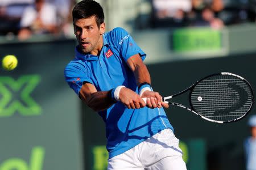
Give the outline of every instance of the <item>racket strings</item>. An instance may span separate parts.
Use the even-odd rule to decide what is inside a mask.
[[[251,88],[238,77],[218,75],[199,82],[191,94],[191,105],[204,117],[221,121],[240,118],[251,107]]]

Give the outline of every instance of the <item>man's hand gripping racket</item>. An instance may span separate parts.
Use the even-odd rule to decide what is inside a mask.
[[[171,101],[188,91],[190,107]],[[146,103],[147,99],[143,99]],[[227,123],[244,117],[251,108],[254,96],[251,86],[244,78],[230,73],[221,73],[203,78],[187,89],[162,100],[187,109],[207,121]]]

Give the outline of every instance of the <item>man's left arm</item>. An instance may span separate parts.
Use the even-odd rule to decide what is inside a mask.
[[[142,84],[151,84],[148,70],[139,54],[137,54],[130,57],[127,60],[127,64],[134,74],[138,87],[140,87]],[[147,98],[146,104],[148,107],[155,108],[163,107],[167,108],[169,107],[167,104],[162,101],[162,96],[158,92],[147,89],[141,95],[141,97]]]

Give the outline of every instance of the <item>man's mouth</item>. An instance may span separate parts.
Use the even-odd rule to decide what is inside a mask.
[[[87,42],[81,42],[81,44],[82,45],[82,46],[84,47],[86,47],[90,43]]]

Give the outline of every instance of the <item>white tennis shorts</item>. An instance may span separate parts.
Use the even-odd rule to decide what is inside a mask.
[[[179,141],[164,129],[108,160],[108,170],[186,170]]]

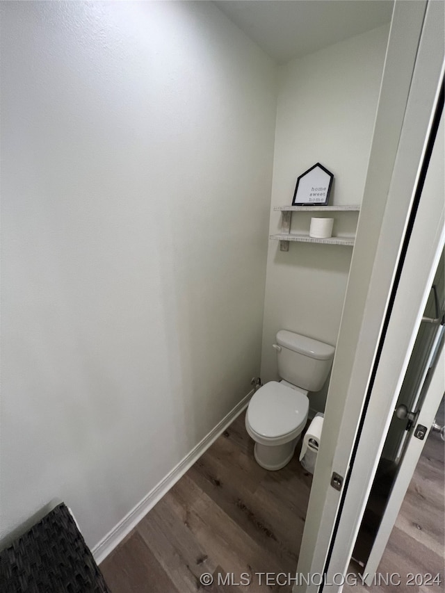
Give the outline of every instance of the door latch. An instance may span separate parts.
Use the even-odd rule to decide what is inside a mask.
[[[398,405],[396,408],[396,416],[397,418],[400,418],[400,420],[407,420],[407,423],[406,425],[406,430],[410,430],[412,425],[417,420],[417,417],[419,416],[419,414],[420,410],[417,410],[417,412],[408,412],[407,407],[405,405],[405,404],[400,404]]]
[[[340,476],[339,473],[337,473],[337,471],[333,471],[332,476],[331,477],[331,486],[332,487],[332,488],[334,488],[336,490],[340,492],[342,485],[343,476]]]
[[[425,438],[427,430],[428,428],[426,426],[423,426],[423,424],[418,424],[417,426],[416,426],[416,430],[414,430],[414,437],[416,439],[420,439],[421,441],[423,441]]]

→ **TASK REQUIREMENTS**
Shift every coordinate in the answers up by adding 84 to each number, and write out again, requests included, the items from the line containing "mouth</item>. An instance may span separate parts." to the line containing "[[[179,141],[164,129],[108,160],[108,170],[186,170]]]", with both of those lines included.

→ **ANSWER TO THE PROBLEM**
Give the outline of every instance of the <item>man's mouth</item>. An instance may span separate parts.
Use the even-odd rule to decide what is inside a mask.
[[[171,126],[165,126],[165,128],[166,129],[166,130],[168,131],[170,131],[174,127]]]

Give the outline of every instance of the <item>white tennis shorts</item>. An instance may span separate parts.
Use the even-odd rule to decide what is inside a mask.
[[[263,225],[248,213],[192,244],[192,254],[270,254]]]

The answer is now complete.